**Aim of the task**
Return the lines of the data below exactly. Start at the first and end with the line containing "box: [4, 467, 490, 736]".

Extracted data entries
************

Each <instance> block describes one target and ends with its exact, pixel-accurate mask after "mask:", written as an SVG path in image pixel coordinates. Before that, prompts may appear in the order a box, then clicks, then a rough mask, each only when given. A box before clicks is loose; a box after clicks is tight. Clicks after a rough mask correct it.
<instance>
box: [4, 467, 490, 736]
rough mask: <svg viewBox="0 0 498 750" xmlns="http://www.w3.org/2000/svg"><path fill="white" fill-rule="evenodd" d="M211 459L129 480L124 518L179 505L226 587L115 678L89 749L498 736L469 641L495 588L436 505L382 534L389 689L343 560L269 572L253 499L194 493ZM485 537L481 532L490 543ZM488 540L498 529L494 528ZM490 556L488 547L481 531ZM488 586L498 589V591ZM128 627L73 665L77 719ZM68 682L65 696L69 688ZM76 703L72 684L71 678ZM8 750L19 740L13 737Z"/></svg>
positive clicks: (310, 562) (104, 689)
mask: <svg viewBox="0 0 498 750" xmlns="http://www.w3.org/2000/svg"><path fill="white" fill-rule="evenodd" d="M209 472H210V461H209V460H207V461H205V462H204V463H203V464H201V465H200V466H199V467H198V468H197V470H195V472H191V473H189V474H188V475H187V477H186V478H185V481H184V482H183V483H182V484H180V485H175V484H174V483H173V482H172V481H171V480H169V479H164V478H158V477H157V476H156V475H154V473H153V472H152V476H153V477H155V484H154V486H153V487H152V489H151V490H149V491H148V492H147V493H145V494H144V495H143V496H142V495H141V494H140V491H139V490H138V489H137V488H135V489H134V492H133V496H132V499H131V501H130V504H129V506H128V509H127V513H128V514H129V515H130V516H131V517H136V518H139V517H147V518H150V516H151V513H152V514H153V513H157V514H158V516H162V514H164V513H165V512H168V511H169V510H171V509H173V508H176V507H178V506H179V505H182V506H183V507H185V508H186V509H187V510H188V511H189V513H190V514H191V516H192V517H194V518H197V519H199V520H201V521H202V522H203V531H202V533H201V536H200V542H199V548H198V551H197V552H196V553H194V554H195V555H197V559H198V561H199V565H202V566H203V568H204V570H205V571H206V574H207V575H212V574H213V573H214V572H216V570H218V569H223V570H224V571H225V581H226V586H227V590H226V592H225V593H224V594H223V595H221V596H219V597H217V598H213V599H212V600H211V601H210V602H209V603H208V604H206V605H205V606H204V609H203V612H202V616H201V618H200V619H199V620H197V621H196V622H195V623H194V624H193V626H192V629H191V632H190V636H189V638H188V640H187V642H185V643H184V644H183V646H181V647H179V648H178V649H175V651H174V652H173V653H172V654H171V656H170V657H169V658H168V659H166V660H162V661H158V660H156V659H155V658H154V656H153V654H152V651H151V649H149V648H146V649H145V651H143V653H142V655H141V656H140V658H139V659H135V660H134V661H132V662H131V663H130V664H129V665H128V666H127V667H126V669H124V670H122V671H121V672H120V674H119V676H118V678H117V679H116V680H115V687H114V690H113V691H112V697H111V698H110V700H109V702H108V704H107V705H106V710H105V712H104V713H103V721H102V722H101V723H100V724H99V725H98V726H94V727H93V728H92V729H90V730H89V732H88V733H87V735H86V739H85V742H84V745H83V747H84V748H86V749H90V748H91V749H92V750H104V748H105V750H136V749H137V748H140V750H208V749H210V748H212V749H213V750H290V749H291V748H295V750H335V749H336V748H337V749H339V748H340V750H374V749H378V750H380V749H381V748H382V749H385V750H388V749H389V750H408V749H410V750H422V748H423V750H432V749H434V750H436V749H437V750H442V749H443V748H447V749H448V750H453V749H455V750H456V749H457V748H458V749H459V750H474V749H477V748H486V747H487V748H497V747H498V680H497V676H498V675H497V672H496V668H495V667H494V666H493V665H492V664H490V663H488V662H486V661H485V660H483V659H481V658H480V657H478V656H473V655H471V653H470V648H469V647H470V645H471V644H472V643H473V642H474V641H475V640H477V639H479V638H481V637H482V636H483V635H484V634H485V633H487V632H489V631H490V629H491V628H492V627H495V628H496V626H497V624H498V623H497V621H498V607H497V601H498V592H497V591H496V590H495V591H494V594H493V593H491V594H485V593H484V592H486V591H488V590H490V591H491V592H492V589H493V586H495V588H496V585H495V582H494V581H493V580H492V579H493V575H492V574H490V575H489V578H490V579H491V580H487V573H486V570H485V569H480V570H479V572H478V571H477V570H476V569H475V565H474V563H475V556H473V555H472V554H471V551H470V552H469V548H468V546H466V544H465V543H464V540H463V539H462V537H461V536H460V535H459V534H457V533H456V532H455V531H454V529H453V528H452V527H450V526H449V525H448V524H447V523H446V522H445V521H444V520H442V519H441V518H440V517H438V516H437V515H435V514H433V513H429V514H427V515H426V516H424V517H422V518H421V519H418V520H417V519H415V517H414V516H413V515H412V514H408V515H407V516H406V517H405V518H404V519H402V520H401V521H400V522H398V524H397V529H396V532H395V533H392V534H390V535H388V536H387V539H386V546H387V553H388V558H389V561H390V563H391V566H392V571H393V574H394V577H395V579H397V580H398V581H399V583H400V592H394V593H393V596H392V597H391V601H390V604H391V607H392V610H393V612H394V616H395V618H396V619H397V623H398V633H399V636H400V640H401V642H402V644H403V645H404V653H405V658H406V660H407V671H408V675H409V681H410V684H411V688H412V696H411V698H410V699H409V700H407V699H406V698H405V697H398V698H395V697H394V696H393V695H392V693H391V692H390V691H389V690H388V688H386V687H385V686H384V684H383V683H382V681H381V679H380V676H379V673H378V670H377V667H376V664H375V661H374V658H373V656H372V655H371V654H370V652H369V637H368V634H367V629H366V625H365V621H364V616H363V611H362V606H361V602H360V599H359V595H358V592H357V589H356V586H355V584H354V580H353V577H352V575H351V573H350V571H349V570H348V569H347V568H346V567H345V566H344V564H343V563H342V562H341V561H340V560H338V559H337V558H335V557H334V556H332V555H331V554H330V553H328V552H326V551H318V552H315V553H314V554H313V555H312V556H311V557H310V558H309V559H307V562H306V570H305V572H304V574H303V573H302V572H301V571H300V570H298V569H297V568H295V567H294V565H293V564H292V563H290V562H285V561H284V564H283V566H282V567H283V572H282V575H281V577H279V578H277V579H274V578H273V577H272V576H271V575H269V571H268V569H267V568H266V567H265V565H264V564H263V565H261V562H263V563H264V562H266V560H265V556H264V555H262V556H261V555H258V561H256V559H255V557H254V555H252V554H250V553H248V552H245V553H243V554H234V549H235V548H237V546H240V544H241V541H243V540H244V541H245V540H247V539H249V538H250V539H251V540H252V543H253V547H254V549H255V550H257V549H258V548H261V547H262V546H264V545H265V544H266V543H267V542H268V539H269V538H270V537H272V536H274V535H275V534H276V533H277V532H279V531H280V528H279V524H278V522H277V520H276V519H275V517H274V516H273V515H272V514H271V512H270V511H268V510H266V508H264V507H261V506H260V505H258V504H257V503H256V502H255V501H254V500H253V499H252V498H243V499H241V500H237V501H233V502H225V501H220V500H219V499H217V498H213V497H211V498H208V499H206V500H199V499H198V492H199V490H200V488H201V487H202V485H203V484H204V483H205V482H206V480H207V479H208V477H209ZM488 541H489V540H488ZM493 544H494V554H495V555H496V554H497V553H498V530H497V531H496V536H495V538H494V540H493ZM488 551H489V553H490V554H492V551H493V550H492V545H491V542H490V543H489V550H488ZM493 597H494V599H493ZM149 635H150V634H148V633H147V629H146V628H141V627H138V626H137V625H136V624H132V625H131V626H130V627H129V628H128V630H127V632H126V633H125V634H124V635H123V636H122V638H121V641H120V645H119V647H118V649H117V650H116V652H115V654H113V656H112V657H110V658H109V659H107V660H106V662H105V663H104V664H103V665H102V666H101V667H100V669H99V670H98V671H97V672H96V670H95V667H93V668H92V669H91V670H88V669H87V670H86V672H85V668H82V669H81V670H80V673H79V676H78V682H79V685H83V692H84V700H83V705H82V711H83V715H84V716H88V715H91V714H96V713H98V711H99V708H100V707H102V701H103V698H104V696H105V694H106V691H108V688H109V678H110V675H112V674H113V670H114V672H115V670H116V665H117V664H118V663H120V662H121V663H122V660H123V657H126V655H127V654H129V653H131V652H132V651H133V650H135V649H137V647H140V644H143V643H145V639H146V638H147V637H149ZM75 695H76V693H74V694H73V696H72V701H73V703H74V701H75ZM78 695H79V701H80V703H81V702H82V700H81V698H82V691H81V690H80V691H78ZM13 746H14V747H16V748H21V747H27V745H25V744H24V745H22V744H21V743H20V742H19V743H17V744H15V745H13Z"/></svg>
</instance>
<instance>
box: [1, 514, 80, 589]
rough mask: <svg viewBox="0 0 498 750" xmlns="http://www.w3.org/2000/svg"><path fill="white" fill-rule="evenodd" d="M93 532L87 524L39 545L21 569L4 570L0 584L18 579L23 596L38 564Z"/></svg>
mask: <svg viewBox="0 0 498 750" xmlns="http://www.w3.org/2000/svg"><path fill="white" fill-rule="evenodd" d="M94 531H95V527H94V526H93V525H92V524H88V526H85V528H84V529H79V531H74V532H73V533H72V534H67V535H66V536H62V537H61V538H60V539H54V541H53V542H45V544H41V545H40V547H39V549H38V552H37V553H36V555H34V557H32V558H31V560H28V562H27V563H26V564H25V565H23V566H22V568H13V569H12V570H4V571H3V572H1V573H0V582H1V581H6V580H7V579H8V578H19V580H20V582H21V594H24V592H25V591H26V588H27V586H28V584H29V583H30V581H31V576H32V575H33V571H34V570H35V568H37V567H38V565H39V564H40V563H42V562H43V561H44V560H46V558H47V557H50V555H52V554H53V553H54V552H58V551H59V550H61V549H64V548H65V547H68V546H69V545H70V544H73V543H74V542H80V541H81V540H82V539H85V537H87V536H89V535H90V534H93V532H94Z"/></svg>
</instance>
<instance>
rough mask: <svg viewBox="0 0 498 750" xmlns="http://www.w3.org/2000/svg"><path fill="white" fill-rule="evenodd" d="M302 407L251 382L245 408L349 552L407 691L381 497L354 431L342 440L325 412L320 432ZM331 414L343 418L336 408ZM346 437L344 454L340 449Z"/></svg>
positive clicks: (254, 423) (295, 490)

************

**Solution for this problem**
Each <instance> block describes one target and ends with its exact, pixel-accurate mask after "mask:", written as an SVG path in image pixel coordinates. Before that, prompts may appear in the order a box, then clicks, then a rough mask, each only when given. A box before clicks is loose; a box after clicks is tight. Clicks after a rough mask correct it.
<instance>
box: [4, 467, 490, 736]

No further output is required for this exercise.